What you have to do
Each line below with the string "image" should be copied.

Record set section start

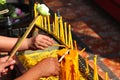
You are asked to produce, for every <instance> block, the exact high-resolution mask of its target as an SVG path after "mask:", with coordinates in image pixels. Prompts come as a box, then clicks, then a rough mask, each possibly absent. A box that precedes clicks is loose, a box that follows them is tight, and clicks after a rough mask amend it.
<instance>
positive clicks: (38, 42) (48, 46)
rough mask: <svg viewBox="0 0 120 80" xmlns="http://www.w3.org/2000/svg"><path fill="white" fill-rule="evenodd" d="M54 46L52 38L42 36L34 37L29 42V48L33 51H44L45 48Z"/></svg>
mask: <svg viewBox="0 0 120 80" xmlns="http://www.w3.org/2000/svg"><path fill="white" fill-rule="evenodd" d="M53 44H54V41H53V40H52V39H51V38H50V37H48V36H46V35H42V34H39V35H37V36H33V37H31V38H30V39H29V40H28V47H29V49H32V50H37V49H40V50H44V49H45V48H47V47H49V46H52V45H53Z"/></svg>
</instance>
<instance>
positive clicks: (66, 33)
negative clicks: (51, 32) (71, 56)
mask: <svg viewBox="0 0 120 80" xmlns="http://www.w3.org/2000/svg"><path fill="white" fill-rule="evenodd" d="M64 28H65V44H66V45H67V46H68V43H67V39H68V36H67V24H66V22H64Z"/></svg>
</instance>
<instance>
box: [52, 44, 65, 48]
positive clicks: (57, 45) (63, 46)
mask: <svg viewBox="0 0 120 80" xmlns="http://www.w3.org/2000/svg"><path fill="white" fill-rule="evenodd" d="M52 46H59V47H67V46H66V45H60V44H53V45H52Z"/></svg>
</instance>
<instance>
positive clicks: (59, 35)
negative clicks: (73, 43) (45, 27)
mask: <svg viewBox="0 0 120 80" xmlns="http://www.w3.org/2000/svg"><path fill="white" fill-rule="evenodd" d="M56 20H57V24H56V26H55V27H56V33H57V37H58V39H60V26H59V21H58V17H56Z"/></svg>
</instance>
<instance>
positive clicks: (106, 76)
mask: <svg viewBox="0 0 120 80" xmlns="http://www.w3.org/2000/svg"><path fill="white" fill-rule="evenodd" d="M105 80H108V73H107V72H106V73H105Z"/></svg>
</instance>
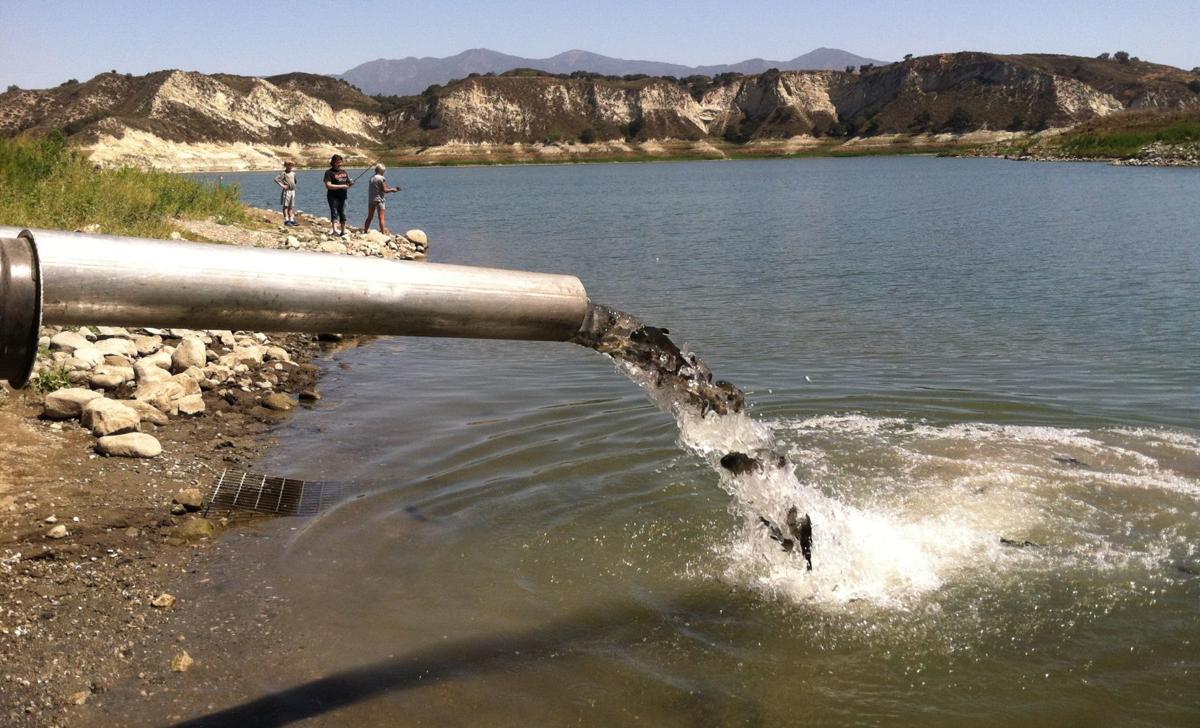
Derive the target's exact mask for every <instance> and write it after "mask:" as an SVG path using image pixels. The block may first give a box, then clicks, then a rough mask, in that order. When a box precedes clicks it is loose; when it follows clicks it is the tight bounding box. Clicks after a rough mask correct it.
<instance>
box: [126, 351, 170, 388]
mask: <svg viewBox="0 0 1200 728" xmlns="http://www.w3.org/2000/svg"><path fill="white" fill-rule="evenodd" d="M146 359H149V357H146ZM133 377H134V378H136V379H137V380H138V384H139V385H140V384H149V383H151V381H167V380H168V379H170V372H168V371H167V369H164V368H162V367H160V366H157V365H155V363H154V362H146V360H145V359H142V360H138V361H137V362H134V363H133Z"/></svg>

Record set section end
Record set section start

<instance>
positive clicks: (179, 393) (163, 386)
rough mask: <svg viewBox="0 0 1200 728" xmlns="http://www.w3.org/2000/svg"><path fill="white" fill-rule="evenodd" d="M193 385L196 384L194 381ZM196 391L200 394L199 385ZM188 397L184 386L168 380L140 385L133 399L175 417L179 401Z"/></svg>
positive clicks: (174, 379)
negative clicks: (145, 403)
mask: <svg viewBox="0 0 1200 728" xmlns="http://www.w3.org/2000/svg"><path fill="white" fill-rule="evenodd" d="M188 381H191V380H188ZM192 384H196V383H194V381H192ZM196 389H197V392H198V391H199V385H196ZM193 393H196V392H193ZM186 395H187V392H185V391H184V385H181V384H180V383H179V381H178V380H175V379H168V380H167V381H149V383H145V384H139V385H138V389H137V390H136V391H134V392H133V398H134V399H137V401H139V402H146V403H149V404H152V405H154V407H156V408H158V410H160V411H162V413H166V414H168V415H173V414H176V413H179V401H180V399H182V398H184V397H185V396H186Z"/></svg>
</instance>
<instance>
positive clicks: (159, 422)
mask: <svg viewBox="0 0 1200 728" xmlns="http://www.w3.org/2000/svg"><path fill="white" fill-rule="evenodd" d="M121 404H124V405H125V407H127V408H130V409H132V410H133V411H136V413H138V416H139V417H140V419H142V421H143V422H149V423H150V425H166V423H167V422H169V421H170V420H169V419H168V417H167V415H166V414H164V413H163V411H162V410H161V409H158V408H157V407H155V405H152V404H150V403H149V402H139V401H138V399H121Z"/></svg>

Record set section end
Record set section start

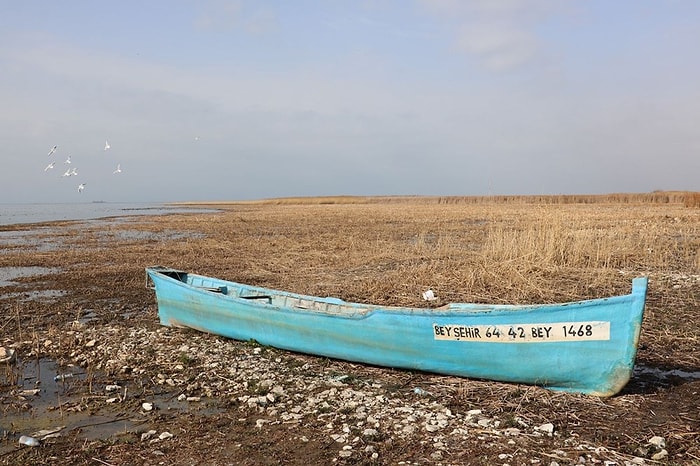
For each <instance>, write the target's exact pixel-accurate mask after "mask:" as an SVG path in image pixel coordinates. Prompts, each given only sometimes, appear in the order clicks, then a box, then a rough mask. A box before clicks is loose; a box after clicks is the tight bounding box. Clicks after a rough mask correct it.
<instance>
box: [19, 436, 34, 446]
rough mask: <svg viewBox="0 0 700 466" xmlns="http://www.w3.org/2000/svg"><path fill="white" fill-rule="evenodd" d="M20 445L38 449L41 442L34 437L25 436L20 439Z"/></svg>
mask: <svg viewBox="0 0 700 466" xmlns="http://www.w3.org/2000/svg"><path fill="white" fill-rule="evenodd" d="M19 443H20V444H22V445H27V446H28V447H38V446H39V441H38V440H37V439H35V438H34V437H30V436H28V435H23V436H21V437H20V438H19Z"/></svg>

Record set section end

Response area
You are asked to produce, for every <instance> block, the exact high-resolution mask of its target as an SVG path after "mask:", with coordinates in image pixels. Prompts come as a box, then clicks, then a rough mask, each possibly absent. A box that precedes clicks is loose, a box that follows them is tight, and clicks after a rough mask amend it.
Derive the target's exact mask for every <instance> and write it after "mask:" as an SVG path using image pixels. The block may first give a box, then clicks, then a rough mask, in that order. When a box precedes clicks it is loose; when it follows clicks it is the tight bounding box. Clicks after a rough mask correct it.
For each <instance>, write the target's exact pixel-accurate mask after "mask:" as an SVG path in image pixel coordinates. Prompts, each given only sometimes, appear in the order clicks, then a box, then a rough mask. A box before clicks is loose; a box after clicks is the tight bounding box. Clicks after a rough mask correct it.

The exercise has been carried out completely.